- If you aren’t increasing women’s wages at least as fast as men’s ACT NOW
The poor old politicians of the UK and Europe are tormented.
McKinsey, Goldman Sachs, Credit Suisse and many others have shown them a significant strategy for step-changing economic performance– a recession buster. All they need is a critical mass of women at top of businesses. But how the hell do they make this happen any time soon when 40 years of Equal Opportunity legislation hasn’t done it?
Recent targets for female Non-Exec Directors on boards of leading companies have resulted in an apparently promising shift in the number of women who attend the board meetings of leading companies in various countries in Europe. But those are the only days these women are in the building, because, unlike Executive Directors, they work on, not in the business.
The number of female Exec Directors is static – and very, very small. So there aren’t the role models to encourage the up-and-coming female talent to hang on in there, demonstrating that it can all be worthwhile. So, there aren’t the individuals who have felt the pain of trying to find a route through the labyrinth to leadership that women face, who could champion the changes needed to make the journey more straightforward and tolerable for women.

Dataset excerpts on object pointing
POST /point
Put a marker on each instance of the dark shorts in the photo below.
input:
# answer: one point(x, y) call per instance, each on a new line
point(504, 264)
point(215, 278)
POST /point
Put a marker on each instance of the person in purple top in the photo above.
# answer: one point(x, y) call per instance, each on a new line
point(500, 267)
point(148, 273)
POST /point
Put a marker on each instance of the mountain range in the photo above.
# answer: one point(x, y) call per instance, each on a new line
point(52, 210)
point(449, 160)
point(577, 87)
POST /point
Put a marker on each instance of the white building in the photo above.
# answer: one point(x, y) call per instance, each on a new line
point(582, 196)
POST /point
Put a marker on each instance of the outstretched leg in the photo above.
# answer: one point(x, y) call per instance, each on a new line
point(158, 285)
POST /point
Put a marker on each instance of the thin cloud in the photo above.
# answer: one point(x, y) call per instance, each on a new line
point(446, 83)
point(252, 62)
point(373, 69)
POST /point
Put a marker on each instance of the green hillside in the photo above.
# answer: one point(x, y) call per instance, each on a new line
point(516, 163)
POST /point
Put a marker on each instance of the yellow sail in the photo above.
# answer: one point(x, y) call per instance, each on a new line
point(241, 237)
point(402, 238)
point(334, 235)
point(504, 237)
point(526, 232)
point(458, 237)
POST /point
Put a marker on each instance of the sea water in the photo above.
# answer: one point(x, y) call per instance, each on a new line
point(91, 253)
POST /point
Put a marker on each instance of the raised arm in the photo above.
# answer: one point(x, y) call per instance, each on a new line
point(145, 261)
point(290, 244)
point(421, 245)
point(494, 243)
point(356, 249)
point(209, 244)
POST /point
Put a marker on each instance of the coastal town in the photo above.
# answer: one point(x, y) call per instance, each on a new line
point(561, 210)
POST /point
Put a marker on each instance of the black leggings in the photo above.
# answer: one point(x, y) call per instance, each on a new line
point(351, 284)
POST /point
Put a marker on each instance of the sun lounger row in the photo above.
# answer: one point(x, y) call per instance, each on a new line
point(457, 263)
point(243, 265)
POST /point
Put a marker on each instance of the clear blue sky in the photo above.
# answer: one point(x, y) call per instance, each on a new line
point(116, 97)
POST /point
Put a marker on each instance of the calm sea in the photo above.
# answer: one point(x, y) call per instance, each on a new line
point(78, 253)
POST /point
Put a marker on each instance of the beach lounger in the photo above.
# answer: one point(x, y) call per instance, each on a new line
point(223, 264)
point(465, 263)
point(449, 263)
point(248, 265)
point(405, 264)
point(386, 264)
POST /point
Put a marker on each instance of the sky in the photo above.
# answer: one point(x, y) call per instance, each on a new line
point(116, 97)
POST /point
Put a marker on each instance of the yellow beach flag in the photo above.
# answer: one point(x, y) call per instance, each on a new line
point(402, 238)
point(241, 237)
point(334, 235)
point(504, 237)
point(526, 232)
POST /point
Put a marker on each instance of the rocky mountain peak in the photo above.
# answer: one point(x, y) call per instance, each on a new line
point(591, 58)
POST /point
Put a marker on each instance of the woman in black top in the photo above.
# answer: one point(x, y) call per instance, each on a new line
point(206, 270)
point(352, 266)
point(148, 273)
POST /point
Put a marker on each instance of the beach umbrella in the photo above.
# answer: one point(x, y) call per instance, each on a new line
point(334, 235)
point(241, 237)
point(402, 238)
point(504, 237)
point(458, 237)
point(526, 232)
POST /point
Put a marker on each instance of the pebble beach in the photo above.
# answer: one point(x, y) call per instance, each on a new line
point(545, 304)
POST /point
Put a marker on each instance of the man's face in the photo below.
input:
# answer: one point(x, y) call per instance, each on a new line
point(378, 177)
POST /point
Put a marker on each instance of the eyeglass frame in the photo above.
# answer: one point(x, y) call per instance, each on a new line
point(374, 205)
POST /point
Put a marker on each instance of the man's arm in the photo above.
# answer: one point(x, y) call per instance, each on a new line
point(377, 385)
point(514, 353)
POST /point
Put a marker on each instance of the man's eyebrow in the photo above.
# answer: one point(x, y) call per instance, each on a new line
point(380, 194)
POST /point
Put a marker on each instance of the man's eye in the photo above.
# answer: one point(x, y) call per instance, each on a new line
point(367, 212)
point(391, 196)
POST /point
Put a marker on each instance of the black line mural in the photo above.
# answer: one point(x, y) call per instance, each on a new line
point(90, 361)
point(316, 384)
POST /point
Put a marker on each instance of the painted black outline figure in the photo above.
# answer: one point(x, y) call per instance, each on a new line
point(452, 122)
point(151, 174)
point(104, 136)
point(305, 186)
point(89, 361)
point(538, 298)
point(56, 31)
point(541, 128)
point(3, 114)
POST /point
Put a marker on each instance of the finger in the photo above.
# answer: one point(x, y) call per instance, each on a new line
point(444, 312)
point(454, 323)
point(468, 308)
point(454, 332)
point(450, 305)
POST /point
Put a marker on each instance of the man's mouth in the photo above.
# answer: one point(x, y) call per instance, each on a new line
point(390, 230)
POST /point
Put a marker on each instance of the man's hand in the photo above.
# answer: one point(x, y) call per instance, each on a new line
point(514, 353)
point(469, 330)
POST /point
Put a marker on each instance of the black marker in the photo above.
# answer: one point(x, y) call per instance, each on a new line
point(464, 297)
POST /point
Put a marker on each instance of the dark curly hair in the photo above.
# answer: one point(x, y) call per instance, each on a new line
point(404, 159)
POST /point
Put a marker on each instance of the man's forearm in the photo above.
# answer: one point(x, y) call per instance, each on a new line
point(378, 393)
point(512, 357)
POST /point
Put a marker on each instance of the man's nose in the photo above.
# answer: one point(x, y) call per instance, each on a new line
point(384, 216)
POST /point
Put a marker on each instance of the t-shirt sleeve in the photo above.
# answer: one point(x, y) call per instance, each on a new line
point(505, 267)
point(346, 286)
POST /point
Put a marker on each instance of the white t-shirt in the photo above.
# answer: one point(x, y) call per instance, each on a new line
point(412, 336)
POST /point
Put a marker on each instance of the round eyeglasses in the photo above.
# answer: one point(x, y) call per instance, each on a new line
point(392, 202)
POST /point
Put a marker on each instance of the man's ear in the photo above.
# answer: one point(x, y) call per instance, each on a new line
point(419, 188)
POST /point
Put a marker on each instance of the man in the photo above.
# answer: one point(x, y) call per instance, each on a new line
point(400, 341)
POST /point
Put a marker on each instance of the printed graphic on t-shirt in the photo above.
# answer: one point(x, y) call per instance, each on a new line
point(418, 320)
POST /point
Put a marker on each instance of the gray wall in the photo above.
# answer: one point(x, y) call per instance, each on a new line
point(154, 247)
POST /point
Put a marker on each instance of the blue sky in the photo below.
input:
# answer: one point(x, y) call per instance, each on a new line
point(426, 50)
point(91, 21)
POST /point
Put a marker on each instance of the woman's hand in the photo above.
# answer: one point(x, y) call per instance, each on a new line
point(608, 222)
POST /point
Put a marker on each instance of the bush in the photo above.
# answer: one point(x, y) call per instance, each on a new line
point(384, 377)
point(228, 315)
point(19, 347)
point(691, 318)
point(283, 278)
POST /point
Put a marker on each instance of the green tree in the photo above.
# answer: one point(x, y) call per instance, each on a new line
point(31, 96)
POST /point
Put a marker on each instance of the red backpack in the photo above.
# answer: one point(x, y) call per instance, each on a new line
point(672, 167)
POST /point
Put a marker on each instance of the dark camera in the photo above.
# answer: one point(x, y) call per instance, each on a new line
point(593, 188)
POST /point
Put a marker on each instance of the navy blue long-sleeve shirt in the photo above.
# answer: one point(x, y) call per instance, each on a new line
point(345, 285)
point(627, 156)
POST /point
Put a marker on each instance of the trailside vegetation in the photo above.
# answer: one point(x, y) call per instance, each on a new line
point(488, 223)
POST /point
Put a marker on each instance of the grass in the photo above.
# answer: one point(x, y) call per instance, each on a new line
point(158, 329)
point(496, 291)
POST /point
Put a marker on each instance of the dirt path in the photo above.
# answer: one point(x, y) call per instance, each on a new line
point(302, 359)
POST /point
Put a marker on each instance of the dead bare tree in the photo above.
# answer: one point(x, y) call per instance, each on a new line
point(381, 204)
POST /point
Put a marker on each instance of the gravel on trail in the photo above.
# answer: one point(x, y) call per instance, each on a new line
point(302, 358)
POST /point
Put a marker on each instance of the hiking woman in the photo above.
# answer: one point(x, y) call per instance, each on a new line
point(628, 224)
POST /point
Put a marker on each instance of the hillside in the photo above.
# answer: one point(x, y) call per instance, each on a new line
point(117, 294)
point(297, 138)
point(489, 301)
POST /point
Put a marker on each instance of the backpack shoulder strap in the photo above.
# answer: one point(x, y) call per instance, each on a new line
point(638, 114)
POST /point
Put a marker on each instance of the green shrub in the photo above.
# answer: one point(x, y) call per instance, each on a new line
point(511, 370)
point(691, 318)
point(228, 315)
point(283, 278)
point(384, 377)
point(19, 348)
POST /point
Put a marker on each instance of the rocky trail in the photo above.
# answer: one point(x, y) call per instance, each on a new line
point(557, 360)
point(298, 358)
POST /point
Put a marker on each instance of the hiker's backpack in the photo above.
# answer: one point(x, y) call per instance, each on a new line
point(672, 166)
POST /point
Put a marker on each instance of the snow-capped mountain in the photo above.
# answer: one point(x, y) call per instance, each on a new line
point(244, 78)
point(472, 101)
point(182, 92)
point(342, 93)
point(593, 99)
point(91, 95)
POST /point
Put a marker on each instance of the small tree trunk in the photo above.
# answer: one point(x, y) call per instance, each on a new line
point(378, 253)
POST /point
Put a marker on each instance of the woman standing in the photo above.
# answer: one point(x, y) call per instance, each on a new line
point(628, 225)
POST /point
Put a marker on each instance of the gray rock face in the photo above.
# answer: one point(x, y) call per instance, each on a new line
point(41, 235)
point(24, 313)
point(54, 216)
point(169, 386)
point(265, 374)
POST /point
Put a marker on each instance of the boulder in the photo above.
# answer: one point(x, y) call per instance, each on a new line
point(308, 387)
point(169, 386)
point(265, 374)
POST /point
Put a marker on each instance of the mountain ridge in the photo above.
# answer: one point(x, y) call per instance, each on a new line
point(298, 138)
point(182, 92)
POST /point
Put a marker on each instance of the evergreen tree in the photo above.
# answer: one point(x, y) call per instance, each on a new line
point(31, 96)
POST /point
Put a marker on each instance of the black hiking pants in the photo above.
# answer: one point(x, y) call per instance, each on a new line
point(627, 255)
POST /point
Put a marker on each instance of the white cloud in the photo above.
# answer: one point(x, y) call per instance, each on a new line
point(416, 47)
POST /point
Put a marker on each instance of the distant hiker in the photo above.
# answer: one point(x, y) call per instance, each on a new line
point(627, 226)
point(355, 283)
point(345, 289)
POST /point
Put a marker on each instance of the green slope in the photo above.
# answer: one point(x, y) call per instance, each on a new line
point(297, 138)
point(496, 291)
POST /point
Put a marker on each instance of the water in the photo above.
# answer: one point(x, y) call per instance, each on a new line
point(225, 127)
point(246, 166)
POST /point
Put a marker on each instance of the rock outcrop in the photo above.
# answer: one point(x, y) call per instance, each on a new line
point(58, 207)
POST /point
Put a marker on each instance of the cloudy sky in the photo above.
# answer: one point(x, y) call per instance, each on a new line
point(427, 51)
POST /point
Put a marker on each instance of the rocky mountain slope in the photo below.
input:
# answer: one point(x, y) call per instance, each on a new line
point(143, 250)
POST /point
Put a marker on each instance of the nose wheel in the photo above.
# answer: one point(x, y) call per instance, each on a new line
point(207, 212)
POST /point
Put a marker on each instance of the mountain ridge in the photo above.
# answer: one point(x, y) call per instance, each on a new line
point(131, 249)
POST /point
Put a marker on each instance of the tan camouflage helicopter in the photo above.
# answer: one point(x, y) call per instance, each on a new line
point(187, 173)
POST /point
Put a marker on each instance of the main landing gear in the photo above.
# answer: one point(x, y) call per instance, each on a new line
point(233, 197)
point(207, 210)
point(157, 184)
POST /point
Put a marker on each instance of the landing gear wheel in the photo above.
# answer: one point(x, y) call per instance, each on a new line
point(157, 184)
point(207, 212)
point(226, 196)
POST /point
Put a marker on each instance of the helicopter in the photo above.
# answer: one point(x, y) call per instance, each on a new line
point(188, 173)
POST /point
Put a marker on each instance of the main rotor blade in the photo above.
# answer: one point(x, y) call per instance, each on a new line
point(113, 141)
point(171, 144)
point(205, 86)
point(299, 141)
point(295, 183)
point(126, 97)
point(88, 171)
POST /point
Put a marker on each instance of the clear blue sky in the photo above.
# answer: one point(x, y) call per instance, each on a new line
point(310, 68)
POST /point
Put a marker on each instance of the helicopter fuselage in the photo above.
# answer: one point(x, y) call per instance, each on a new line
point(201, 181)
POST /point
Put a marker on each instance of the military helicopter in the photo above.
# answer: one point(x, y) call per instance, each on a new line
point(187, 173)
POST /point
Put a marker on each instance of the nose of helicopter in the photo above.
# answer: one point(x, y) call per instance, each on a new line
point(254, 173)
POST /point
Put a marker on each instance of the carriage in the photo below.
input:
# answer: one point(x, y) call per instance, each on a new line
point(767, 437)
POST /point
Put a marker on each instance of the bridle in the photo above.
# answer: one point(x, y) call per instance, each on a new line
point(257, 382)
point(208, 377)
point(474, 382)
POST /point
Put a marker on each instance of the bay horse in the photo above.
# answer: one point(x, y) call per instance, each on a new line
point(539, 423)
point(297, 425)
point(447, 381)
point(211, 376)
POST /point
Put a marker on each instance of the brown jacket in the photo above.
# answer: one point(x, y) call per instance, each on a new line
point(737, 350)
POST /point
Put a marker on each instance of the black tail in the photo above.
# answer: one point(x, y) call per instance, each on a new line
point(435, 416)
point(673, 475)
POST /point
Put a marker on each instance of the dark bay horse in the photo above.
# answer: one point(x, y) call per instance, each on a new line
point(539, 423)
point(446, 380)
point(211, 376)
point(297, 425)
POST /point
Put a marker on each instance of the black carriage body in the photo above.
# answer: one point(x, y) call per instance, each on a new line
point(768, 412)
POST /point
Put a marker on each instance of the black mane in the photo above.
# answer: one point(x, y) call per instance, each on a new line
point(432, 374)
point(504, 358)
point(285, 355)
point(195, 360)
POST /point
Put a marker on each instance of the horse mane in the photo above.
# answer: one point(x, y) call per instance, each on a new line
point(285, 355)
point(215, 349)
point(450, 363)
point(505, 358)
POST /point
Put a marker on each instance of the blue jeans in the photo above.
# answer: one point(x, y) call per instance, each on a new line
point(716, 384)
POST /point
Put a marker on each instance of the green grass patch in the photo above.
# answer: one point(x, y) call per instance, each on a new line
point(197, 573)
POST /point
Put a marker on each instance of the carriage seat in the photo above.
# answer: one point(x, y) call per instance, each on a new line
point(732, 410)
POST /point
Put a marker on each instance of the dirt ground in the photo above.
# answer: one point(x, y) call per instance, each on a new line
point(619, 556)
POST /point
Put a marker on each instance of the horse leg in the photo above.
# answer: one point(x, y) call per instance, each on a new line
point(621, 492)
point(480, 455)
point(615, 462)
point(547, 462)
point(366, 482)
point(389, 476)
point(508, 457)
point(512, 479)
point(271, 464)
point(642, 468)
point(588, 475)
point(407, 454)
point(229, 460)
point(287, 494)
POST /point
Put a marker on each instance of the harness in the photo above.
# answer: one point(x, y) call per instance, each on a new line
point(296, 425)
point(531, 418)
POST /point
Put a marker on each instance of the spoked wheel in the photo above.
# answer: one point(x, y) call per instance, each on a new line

### YOUR TASKS:
• 1. Convert the records, from their first line through the line containing "point(91, 253)", into a JSON list of strings with one string per line, leaving out any blank lines.
• 2. Continue the piece about women in business leadership from where it stops.

### RESPONSES PER TASK:
• 1.
[
  "POST /point",
  "Put a marker on each instance of the dark shorts in the photo below.",
  "input:",
  "# answer: one point(x, y) call per instance, each on a new line",
  "point(504, 264)",
  "point(215, 278)",
  "POST /point",
  "Put a marker on each instance of the person in purple top in the photo above.",
  "# answer: one point(x, y) call per instance, each on a new line",
  "point(500, 267)",
  "point(148, 273)",
  "POST /point",
  "Put a marker on each instance of the mountain range in the photo above.",
  "# answer: one point(x, y) call per instance, each on a new line",
  "point(52, 210)",
  "point(449, 160)",
  "point(577, 87)",
  "POST /point",
  "Put a marker on each instance of the white building in the photo above.",
  "# answer: one point(x, y) call per instance, each on a new line",
  "point(582, 196)",
  "POST /point",
  "Put a marker on each instance of the outstretched leg in the photo above.",
  "# answer: one point(x, y) call per instance, each on a new line",
  "point(158, 285)",
  "POST /point",
  "Put a marker on each instance of the thin cloud in the photo above.",
  "# answer: one point(x, y) call per instance, each on a new line",
  "point(446, 83)",
  "point(252, 62)",
  "point(373, 69)",
  "POST /point",
  "Put a marker on each instance of the green hillside in the photo above.",
  "# answer: one point(x, y) call per instance, each on a new line",
  "point(516, 163)",
  "POST /point",
  "Put a marker on each instance of the yellow sail in the photo above.",
  "# answer: one point(x, y) call per instance, each on a new line",
  "point(241, 237)",
  "point(402, 238)",
  "point(334, 235)",
  "point(504, 237)",
  "point(526, 232)",
  "point(458, 237)",
  "POST /point",
  "Put a marker on each instance of the sea water in the photo above.",
  "# answer: one point(x, y) call per instance, each on a new line",
  "point(91, 253)"
]

• 2.
And, what of the next layer down that feeds the boardrooms? Think tumbleweed, not female talent. Leading companies have recruited non-execs but they’re not succeeding in bringing their own existing female talent up through the business.
One of the reasons for this is linked to the fact that the vast majority of women don’t ask for pay rises and promotions, or the high-profile assignments that get them noticed. Unlike men, they don’t apply pester-power techniques, routinely engaging in “pay-me-more / promote me, or I leave”, negotiations. Why does that matter? Because if you don’t proactively give them what they merit without being asked, they won’t tell you they’re unhappy – they’ll just leave.
Maybe your competitor will gain.
However, more and more women now are setting up on their own. If the corporate world can’t reward their talent and give them a working environment that works for them, they’re choosing to make their own culture and rewards. And, my God, they’re making it work. Whereas the UK gender pay gap stands at 15.5%, the UK’s female entrepreneurs are reversing that imbalance and earning 17% more than men**. In the US, research has shown that women -owned firms (>50% female ownership) have grown at twice the rate of all privately held firms in the past two decades****.
That’s a huge win for them as individuals, a win huge for their business. Oh, and a loss for you… and your shareholders
In a recent selling meeting, I was asked how the Board could possibly be convinced to introduce the Women’s Sat Nav to Success™ given one of the outcomes is that women cost more money through the pay rises and promotions they secure. The answer is clear. The short version is – can they really afford not to. To spell it out – the opportunity costs arising from the loss of their talent [back to Credit Suisse]; the costs of recruiting and training their replacements and the reputational costs will be far higher.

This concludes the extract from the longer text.